Day 8: First day off (Sat 5 Nov)

I woke up at 8am sans alarm and felt pretty good. Tried to sleep for a while longer but to no avail – technology called. I thought I had Skype installed on my laptop already but apparently not. I desperately tried to download it because it will be easier to use via computer rather than iPad. The firewall here is pretty tough so I haven’t been able to get it on to my computer yet. Also having a lot of trouble with Facebook. My VPN crashes every time I try to open it. Might try another VPN, other than that, not really sure what to do. I can’t keep using my Blackberry on global roaming to check FB; I’m already too scared to see what my bill has amounted to and I’ve only been here a week!

I have spent a couple of hours touching base with everyone and keeping on top of my messages through various electronic means. Reminds me of the hours I used to spend in GP3 when email was brand new in universities. Oh how far we’ve come since tartarus!

There’s a part of me that wants to seize the energy that I seem to have today and head out to see the terracotta warriors which aren’t too far away. But I know that my energy levels could flag at any moment so I’d best save that day trip up for *when* I am a bit better and can handle a day without a nap. I’m going to wake Brad up soon so that we can at least catch the brand new Xian metro and head into the downtown area. We literally haven’t ventured beyond one block in this entire week. Admittedly it is a pretty damn big block, and its features include hospital, hotels, the never-to-be-mentioned-again massage place, department store, supermarket, laundry, KFC (no, we haven’t had any) and various other of life’s essentials. But enough’s enough. Time to go and see what else this little village of eight million people has to offer.

DATA BELOW >>
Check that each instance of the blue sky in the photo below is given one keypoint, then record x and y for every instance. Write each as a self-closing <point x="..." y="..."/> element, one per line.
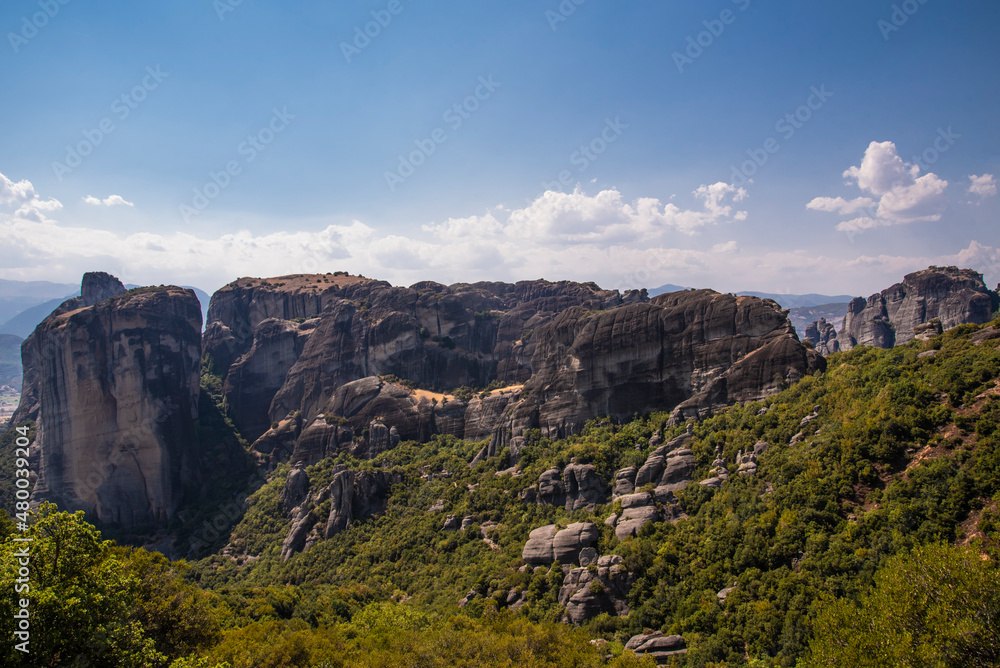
<point x="631" y="143"/>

LIST OF TASKS >>
**a)** From the diary entry, write out the passage from "There’s a part" up to and including "has to offer.".
**b)** Answer these questions from the diary entry:
(i) At what time did the writer wake up?
(ii) What happens to the writer's VPN every time they try to open it?
(iii) How many people does the writer say live in the "little village"?

EXPECTED OUTPUTS >>
**a)**
There’s a part of me that wants to seize the energy that I seem to have today and head out to see the terracotta warriors which aren’t too far away. But I know that my energy levels could flag at any moment so I’d best save that day trip up for *when* I am a bit better and can handle a day without a nap. I’m going to wake Brad up soon so that we can at least catch the brand new Xian metro and head into the downtown area. We literally haven’t ventured beyond one block in this entire week. Admittedly it is a pretty damn big block, and its features include hospital, hotels, the never-to-be-mentioned-again massage place, department store, supermarket, laundry, KFC (no, we haven’t had any) and various other of life’s essentials. But enough’s enough. Time to go and see what else this little village of eight million people has to offer.

**b)**
(i) 8am
(ii) It crashes.
(iii) Eight million